**GIVEN DATA**:
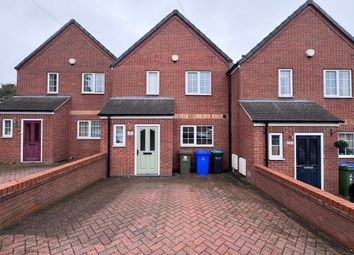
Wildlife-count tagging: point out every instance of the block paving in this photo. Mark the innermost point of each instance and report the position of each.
(172, 215)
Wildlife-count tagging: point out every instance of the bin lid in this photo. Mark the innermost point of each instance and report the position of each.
(201, 152)
(184, 152)
(217, 152)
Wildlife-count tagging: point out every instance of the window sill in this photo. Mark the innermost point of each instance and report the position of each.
(276, 159)
(88, 93)
(88, 138)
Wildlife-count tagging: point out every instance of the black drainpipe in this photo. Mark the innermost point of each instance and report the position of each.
(108, 167)
(266, 143)
(230, 120)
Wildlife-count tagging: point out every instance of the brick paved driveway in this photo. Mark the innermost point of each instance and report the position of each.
(14, 172)
(178, 215)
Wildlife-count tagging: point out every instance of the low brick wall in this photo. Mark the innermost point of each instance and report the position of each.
(329, 213)
(23, 197)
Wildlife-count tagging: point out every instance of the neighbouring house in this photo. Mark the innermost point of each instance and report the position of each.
(292, 99)
(283, 104)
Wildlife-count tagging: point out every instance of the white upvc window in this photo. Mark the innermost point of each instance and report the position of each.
(119, 136)
(337, 83)
(285, 82)
(88, 129)
(152, 82)
(7, 127)
(349, 151)
(53, 83)
(93, 83)
(275, 146)
(197, 136)
(198, 83)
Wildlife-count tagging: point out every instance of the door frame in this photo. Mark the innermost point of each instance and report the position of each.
(22, 123)
(136, 142)
(321, 155)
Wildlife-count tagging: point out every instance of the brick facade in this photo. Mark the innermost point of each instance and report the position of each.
(257, 78)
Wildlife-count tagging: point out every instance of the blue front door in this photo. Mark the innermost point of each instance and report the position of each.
(308, 160)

**TASK ITEM**: Output exactly the lines from the one containing "the brick facade" through the last line of the entries, both ends included.

**EXERCISE RESPONSE**:
Wildlife-count tagging: point out every instance of the brick facade in this photo. Mark the innermost point of each instance and report the position of each.
(257, 78)
Wildlife-count tagging: point out every instance of the blue front door in this photo. Mark the innermost point of each instance and report the position of each.
(308, 160)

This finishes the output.